Protecting the Public
In rarer cases, you might see regulatory bodies or even the Secretary of State stepping in to seek a winding up order because it’s in the public interest. This isn't your everyday scenario. I usually see this when a company is acting unlawfully, maybe involved in fraudulent trading, or doing business in a way that’s harmful to the public or the market in general. Think serious consumer rip-offs or large-scale scams.
These public interest petitions often follow lengthy investigations by regulators. They need to have solid grounds before they ask a court to issue a winding up order to basically protect the wider community from a rogue business.
The Nitty-Gritty: How a Winding Up Order is Actually Obtained
If I were in the unfortunate position of having to consider applying for a winding up order against a company that owed me significant money (and I’d exhausted all other options), I’d know I’m in for a strict, step-by-step legal dance.
Step 1: Submitting the Petition
A petition beings by filing at the appropriate court. This petition isn't just a simple form; it has to lay out, in detail, why the company is insolvent or the specific reasons I’m asking for a compulsory winding up order. I'd have to use the official forms, swear a "statement of truth" (basically, a solemn promise that what I'm saying is true), and cough up the court fees, which aren't cheap.
When I file it, I’d also need to bundle in all my evidence. This could be a copy of that statutory demand I mentioned (if I'd sent one), any court judgments I already had for the debt, and details of any previous attempts I’d made to get paid. As I said, the petition needs that statement of truth, signed by me or my solicitor. Once all that’s submitted, the court gives me a date for a hearing. The countdown to the winding up order hearing begins.
Step 2: The Court Hearing – Showtime!
So, the petition's filed, and the court has set a date. At this hearing, either I or my legal representative (if I’ve hired one, which is usually a smart move) must be there. The judge will look at my petition, all the evidence I’ve submitted, and critically, will listen to any arguments from the company itself, its lawyers, or even other creditors who might have a stake in this. If I’m the creditor who filed, my main job is to convince the judge that the debt is real, it’s undisputed, and I’ve demanded it properly.
The company, naturally, gets its chance to fight back against the winding up order. They can file their own evidence, maybe arguing the debt isn't valid, or that they actually can pay. Sometimes they try to negotiate a deal with creditors even at this late stage. The judge weighs it all up. If they're satisfied with my case, they can grant the winding up order right there and then. Or, if more info is needed, they might postpone the hearing. If I win, the court’s decision gets put into a formal written order.

**Records supplied:**

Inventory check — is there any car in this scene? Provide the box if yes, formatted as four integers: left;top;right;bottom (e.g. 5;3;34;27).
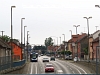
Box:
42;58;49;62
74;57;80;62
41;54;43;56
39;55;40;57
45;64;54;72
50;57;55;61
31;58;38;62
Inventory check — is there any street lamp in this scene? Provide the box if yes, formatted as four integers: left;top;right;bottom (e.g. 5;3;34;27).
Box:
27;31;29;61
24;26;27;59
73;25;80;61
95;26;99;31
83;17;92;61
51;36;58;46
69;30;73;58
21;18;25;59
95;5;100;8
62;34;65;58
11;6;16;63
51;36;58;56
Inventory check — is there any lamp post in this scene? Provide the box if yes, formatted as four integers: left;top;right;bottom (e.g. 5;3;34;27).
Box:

...

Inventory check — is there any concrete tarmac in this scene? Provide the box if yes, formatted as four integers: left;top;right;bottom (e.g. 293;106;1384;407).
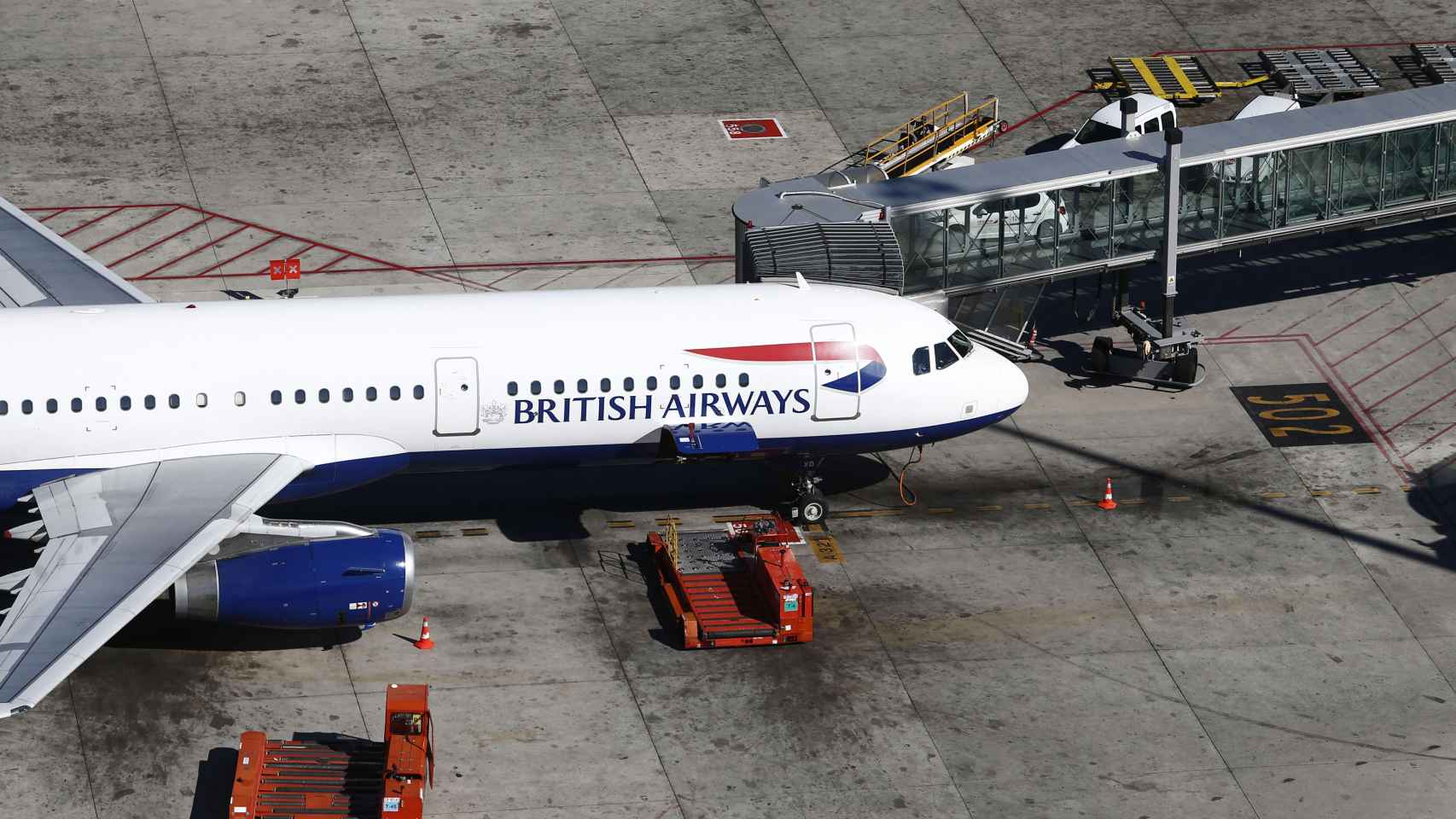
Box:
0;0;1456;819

* * *

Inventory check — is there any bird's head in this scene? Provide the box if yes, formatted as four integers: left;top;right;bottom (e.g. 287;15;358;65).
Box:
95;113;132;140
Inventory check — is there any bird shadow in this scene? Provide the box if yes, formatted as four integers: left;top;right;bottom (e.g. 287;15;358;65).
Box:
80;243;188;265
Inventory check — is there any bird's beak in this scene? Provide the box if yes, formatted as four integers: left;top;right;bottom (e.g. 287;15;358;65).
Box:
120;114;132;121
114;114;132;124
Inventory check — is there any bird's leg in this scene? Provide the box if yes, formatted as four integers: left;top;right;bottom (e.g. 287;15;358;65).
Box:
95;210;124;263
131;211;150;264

**Exercise brief:** Copy the stretch from "The Nitty-Gritty: How" through "which aren't cheap." in the passage on winding up orders. Rely on the text alone for what follows.

**Solution:**
The Nitty-Gritty: How a Winding Up Order is Actually Obtained
If I were in the unfortunate position of having to consider applying for a winding up order against a company that owed me significant money (and I’d exhausted all other options), I’d know I’m in for a strict, step-by-step legal dance.
Step 1: Submitting the Petition
A petition beings by filing at the appropriate court. This petition isn't just a simple form; it has to lay out, in detail, why the company is insolvent or the specific reasons I’m asking for a compulsory winding up order. I'd have to use the official forms, swear a "statement of truth" (basically, a solemn promise that what I'm saying is true), and cough up the court fees, which aren't cheap.